Passage fourni:
-*-
Certains souhaitent qu'on enfouisse davantage les lignes électriques qu'on ne peut le faire : une telle opération a un coût. Nous ne sommes pas une entreprise qui fait du business pour le business : nous sommes exclusivement rémunérés par le tarif ; c'est le consommateur, avec l'accord du régulateur, qui paie tout ce que nous faisons. Je n'ai pas le droit d'engager l'entreprise pour aller faire du business en dehors du secteur régulé. On peut certes s'y employer par le biais de filiales, mais ces dernières sont plus en devenir qu'en capacité de s'épanouir… La loi a posé une règle : le MESIL (mise en souterrain d'initiative locale), établissant un principe de contribution des collectivités territoriales, quelles qu'elles soient, et, en fonction de la vétusté du réseau, RTE met plus ou moins au pot. Cela est calé par les textes et je n'ai pas connaissance qu'on ait empêché des projets de voir le jour. Mais cela oblige la collectivité demandeuse à investir de façon significative ; et si parfois l'emprise foncière ainsi libérée permet de dégager des subsides suffisants, c'est moins vrai à d'autres endroits. En tout état de cause, je peux difficilement aller au-delà de ce que le régulateur accepte de financer par le tarif d'utilisation du réseau public d'électricité (TURPE).
-*-
Travail attendu: Que signifie le sigle MESIL dans le passage fourni ?

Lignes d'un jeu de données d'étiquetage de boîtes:
-*-
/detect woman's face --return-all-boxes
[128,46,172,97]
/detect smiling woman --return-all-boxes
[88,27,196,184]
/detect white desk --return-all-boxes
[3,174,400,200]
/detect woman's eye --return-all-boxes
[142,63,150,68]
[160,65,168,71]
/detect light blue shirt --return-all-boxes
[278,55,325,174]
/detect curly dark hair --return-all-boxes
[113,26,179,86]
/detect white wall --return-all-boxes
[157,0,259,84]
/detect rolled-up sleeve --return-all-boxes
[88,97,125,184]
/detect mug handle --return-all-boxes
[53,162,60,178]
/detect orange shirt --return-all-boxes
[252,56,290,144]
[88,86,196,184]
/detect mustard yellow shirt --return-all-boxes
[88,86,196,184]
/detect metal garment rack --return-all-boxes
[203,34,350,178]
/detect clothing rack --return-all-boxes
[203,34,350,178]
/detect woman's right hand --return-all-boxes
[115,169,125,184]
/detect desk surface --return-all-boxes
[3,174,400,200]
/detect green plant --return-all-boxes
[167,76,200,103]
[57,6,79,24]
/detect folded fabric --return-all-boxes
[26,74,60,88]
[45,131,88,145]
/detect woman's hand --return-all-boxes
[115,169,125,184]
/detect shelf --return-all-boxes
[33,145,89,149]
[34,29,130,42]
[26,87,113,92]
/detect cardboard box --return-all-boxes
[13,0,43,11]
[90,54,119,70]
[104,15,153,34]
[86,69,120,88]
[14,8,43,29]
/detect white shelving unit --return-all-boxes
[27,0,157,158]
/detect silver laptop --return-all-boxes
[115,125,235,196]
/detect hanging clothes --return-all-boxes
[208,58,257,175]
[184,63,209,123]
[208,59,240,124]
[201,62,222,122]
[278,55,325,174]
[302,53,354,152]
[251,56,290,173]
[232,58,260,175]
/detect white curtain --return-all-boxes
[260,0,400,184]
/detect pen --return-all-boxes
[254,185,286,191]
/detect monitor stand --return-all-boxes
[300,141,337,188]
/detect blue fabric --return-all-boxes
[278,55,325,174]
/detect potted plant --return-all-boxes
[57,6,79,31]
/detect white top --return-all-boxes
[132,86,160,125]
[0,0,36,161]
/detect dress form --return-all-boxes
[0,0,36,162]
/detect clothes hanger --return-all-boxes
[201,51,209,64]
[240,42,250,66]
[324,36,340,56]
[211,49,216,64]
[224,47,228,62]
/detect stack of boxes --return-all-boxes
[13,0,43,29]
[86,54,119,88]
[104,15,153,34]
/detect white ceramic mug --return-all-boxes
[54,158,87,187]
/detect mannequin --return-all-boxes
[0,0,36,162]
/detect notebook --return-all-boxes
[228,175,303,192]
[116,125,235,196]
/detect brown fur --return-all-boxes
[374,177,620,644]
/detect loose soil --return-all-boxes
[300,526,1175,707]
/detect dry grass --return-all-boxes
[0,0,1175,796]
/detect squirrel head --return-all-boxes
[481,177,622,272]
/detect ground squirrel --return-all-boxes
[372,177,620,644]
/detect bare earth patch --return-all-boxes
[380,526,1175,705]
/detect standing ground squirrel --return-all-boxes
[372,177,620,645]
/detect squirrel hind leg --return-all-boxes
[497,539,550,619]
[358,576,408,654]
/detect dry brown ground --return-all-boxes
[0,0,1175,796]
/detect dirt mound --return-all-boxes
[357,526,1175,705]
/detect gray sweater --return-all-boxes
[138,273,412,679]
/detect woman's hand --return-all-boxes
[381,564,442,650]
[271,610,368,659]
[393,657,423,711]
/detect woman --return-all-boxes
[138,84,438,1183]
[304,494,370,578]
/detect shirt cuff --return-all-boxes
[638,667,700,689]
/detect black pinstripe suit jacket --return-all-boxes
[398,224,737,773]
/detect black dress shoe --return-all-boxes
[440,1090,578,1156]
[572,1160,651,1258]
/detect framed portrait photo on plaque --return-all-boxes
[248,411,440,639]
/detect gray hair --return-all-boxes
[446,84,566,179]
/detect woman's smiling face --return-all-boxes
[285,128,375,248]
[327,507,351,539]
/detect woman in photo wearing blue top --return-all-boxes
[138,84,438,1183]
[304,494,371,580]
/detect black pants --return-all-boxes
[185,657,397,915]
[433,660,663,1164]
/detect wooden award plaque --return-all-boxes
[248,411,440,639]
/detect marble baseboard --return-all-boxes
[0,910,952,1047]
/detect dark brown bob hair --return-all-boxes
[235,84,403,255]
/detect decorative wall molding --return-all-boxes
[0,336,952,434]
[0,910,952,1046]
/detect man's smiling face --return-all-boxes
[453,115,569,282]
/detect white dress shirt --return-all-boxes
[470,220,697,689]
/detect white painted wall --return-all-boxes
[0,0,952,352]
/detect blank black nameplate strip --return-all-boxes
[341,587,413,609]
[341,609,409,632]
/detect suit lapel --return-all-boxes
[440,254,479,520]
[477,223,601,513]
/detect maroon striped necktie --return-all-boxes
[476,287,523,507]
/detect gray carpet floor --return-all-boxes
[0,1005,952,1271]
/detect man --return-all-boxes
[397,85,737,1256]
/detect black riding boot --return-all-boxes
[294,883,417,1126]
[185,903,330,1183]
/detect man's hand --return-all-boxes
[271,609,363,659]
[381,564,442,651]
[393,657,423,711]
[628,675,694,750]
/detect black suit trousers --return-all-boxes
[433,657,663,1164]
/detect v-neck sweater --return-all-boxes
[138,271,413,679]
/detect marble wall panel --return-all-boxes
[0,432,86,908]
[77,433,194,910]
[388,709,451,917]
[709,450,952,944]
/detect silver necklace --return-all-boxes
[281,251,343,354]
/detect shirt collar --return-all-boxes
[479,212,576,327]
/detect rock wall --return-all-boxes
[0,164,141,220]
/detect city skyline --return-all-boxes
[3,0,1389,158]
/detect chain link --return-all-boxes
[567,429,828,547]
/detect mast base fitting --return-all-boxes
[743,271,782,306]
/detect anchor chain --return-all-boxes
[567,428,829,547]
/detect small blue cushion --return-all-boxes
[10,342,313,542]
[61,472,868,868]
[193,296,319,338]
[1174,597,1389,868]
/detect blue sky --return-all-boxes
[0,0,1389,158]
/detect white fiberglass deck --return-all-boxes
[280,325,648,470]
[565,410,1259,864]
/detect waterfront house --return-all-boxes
-*-
Réponse complète: Mise en souterrain d'initiative locale.